Given text
The moment in the play where Oedipus’ credentials as tyrannos come most clearly to light, perhaps, is in the aftermath of his discovery of the terrible truth about himself, when the chorus comes to know him as tyrannos – someone they describe as a man of violence and pride’ (line 880). The chorus, previously supportive and even in awe of Oedipus, reaches this judgment on the basis that much that is new (to their ears) has just been revealed about him. That he had come to Thebes with blood on his hands; that he had killed at least one man of some importance; that his response is to say – with apparent pride: ‘I killed the whole lot of them’. Oedipus has revealed himself as having some of the characteristic hallmarks of a tyrannos: the citizens of mythical Thebes react negatively to these, just as the citizens of democratic Athens will doubtless have done too.

Knox notes, however, that there are plenty of good reasons for the chorus (and the audience) not to cast Oedipus as tyrannos: Oedipus doesn’t outrage his city’s women; he doesn’t break any ancestral laws; he doesn’t plunder from his people; he doesn’t distrust what is good and delight in what is bad; and he doesn’t live in fear of others around him. And, as already noted, he has a ‘democratic temper’! How, then, is this apparent contradiction to be resolved?

Task 1
In the passage on Oedipus as tyrannos, at which line of the play does the chorus describe him as a man of violence and pride?
Task 2
Decide whether each statement agrees with the passage on Oedipus as tyrannos, answering yes or no and quoting the deciding words: (a) Before reaching its judgment, the chorus had supported Oedipus. (b) According to Knox, Oedipus breaks ancestral laws. (c) Oedipus says he killed the whole lot of them.
Task 3
Please extend the passage on Oedipus as tyrannos, picking up after its closing question.

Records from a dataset
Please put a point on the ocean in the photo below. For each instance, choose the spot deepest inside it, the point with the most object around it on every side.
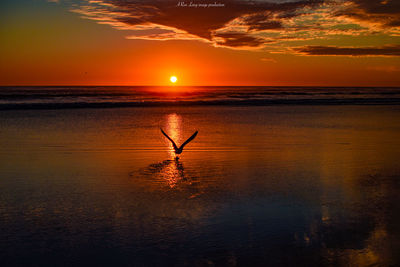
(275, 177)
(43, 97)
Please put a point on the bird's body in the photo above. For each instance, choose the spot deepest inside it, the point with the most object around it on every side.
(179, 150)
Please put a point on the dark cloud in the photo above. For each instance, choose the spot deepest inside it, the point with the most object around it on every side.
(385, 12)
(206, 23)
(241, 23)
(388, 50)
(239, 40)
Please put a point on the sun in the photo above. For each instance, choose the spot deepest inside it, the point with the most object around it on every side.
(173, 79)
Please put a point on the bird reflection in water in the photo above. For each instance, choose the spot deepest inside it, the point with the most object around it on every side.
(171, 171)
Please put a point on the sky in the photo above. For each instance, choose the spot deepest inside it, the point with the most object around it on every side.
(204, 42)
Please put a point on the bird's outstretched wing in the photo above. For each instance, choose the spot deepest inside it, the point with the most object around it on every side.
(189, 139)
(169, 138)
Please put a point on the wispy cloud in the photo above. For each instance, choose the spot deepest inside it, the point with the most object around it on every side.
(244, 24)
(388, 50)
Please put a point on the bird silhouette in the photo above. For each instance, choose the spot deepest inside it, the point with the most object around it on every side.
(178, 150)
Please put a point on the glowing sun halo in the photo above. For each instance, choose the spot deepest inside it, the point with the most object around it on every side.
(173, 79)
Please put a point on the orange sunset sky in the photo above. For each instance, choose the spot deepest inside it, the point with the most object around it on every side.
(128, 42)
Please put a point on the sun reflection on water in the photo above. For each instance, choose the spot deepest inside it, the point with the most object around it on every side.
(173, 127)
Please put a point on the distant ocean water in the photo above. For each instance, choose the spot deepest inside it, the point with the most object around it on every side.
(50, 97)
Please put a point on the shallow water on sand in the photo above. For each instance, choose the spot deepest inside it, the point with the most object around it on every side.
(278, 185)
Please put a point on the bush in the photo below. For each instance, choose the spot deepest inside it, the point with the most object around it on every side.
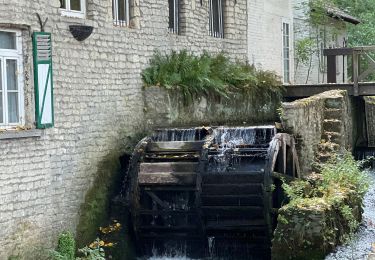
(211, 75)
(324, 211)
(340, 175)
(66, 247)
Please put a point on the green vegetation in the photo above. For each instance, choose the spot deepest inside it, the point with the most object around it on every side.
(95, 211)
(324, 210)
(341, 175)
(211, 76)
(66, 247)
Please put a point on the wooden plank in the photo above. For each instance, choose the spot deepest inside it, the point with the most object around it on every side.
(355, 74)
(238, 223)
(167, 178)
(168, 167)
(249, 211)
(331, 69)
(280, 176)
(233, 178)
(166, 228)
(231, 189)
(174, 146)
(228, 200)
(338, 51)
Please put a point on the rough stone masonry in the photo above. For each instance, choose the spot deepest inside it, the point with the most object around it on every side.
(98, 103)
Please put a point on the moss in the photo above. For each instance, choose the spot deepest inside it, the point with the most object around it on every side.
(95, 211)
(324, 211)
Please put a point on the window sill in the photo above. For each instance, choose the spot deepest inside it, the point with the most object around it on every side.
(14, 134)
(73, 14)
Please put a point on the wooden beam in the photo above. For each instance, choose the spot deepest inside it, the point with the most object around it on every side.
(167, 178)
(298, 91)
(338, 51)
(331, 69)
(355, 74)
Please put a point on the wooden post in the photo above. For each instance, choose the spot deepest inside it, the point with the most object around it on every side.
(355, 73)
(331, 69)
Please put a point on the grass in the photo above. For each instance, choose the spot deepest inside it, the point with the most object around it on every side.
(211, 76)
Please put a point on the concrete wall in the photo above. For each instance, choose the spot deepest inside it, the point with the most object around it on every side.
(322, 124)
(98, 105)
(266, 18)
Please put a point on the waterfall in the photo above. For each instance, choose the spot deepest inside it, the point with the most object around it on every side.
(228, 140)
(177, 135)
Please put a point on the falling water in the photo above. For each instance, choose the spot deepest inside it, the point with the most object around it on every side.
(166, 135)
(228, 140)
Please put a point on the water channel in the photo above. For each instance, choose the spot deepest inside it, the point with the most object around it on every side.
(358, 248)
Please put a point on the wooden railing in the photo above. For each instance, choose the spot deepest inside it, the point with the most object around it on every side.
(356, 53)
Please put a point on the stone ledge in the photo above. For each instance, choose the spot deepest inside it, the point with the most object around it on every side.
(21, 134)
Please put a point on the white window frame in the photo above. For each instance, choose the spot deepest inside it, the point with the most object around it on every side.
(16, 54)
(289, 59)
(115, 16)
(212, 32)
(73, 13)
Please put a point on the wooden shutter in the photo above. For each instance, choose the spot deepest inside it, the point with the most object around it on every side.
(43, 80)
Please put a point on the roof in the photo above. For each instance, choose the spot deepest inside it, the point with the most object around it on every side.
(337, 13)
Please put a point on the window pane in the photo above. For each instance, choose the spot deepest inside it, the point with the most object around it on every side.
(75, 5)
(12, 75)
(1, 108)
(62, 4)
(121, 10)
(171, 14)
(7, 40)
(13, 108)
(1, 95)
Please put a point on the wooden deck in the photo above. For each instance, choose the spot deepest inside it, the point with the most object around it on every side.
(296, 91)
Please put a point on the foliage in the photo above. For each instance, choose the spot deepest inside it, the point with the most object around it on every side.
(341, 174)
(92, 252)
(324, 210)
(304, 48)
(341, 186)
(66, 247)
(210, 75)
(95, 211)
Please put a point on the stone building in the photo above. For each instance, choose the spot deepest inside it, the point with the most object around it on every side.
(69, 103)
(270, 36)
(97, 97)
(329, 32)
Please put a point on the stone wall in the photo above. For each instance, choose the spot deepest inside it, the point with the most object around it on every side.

Output 1
Line 880.

Output 2
(a) Yes: "previously supportive and even in awe of Oedipus"
(b) No: "he doesn’t break any ancestral laws"
(c) Yes: "‘I killed the whole lot of them’"

Output 3
For some fifth century Athenians, it was possible to speak of the city of Athens itself as a tyranny. Pericles, as reported by Thucydides, gives voice to this very idea in his funeral speech: ‘we are called a democracy, but you call tyrannis to mind’. Other fifth century authors use this same language.

For Knox, this is the key to understanding the tensions within Oedipus’ own character in the play: he is just like Athens, a citizen body and political state in which elements of both democracy and tyranny – and the perception of each – co-exist.

Knox sees Sophocles, then, as writing ‘not historical but contemporary drama’. He points to the overlaps between (mythical) Thebes and (Sophocles’ contemporary) Athens in the play: common to both cities are their use of ships and their use of nautical language, common to both is the experience of plague, and there are important resemblances too between Oedipus and the figure of Pericles, the great Athenian leader.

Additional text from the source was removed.